▶ _Wat te doen_
1 – Welke temperatuur geeft het tekstfragment over Haleakalā voor de top van de vulkaan?
2 – Kopieer letterlijk uit het tekstfragment het deel dat opent met de woorden waarin "20 Oktober: Haleakalā" staat en sluit met "maar zestien graden.".

▶ _Tekstfragment_
· · · · · · ·
19 Oktober: Kihei
Strand, strand, zon, zee, snorkelen, boeken lezen, eten, niksen, douchen (vier keer).
20 Oktober: Haleakalā
Maui ligt zoals gezegd op de helling van een vulkaan. De top van die vulkaan ligt op ruim
drieduizend meter boven zeeniveau.
Om half acht 's ochtends gaan we op pad naar de krater die ligt in het
Haleakalā national park.
Het is ruim anderhalf uur rijden naar de top, het laatste uur voornamelijk
haarspeldbochten. Elke driehonderd meter wordt het een graad koeler, aan de top
is het nog maar zestien graden.
Maar wel weer stralend weer. Vanaf Leleiwi viewpoint nemen we deze foto.
Rond de top kan je de alleen hier op Hawaï voorkomende néne tegenkomen. Een soort eigenwijs, bepaald niet mensenschuw beest. Hij wordt ook wel Hawaïgans genoemd. Oorspronkelijk komt deze gans uit Canada, maar dat is al een aantal miljoen jaar geleden.
Even Erwin Krol: Het weer is hier een allesbepalende factor. Waterdamp stijgt op aan de oostkant van het eiland en de wind stuwt de ontstane wolken tegen de helling omhoog. Eronder hebben ze veel regen, erg veel regen (rond Hāna, zie vorige pagina). De wolken komen naarmate de dag vordert steeds meer het kraterdal in.
Eenmaal boven beginnen we aan een afdaling in de krater. In 1790 is hij voor het laatst uitgebarsten, dus durven we het wel aan. De sliding sands trail wordt de wandeling genoemd.
· · · · · · ·
▶ _Uittreksel gegevens_
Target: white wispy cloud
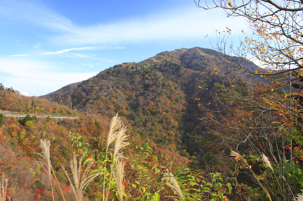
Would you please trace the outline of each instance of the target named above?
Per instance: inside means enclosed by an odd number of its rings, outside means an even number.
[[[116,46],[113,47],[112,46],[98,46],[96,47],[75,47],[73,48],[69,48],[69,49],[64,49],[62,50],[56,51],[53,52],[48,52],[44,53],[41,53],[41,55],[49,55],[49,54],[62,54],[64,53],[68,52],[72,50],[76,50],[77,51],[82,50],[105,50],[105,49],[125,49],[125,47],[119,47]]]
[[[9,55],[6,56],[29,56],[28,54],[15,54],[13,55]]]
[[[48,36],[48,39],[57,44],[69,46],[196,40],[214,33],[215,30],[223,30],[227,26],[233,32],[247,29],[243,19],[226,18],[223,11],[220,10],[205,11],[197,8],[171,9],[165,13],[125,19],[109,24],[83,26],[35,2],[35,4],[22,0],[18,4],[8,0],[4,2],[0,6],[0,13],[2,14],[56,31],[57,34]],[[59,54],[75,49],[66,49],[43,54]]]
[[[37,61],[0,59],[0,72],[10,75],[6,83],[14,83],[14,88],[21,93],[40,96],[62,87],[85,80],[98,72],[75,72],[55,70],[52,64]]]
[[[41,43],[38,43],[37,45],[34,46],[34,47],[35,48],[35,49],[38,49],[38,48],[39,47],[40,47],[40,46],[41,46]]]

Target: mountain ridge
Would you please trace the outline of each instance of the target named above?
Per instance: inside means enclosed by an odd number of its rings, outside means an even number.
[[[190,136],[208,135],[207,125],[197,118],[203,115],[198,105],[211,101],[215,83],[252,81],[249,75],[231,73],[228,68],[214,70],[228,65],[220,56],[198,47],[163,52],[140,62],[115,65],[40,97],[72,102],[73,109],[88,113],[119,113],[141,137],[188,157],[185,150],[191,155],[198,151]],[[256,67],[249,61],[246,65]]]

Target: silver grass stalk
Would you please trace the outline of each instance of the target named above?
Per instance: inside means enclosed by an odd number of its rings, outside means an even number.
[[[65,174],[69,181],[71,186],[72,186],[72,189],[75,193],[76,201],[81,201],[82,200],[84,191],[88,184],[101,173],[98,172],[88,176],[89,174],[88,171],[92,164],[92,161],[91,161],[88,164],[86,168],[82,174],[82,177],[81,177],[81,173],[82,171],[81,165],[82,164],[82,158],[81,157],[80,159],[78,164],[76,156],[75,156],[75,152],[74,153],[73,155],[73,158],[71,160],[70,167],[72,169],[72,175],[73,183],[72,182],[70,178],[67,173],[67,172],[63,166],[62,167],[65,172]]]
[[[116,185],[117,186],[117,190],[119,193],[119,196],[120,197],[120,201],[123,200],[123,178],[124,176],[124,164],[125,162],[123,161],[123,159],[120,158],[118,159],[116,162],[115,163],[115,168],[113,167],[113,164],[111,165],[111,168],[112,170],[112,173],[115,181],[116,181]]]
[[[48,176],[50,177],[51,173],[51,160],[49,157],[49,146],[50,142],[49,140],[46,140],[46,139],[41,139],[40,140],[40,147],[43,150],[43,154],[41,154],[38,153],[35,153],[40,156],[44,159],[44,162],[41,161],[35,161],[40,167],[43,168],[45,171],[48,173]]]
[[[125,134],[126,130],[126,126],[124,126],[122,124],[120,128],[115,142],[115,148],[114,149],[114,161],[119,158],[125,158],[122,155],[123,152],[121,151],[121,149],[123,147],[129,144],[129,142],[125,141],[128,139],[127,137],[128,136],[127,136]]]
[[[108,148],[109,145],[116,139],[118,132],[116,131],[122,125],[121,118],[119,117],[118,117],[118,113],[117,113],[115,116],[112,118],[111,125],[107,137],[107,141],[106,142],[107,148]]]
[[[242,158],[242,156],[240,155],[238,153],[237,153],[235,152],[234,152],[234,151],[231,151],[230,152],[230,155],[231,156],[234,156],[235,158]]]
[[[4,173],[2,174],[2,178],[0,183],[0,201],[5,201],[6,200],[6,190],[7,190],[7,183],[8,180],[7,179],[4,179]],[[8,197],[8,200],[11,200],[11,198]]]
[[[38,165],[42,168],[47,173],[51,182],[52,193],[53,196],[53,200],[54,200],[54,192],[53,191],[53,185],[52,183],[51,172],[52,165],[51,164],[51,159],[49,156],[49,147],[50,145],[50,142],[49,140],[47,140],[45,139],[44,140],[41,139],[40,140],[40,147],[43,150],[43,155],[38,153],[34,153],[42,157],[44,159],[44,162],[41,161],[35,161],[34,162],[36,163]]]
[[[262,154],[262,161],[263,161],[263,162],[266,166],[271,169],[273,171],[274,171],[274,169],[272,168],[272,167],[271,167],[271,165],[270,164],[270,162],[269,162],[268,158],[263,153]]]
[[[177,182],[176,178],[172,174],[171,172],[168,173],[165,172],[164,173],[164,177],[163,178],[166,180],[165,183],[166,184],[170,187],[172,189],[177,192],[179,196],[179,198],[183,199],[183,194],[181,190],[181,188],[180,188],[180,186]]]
· · · · · · ·
▶ _Gegeven antwoorden_
1 – Aan de top is het zestien graden.

2 –
20 Oktober: Haleakalā
Maui ligt zoals gezegd op de helling van een vulkaan. De top van die vulkaan ligt op ruim
drieduizend meter boven zeeniveau.
Om half acht 's ochtends gaan we op pad naar de krater die ligt in het
Haleakalā national park.
Het is ruim anderhalf uur rijden naar de top, het laatste uur voornamelijk
haarspeldbochten. Elke driehonderd meter wordt het een graad koeler, aan de top
is het nog maar zestien graden.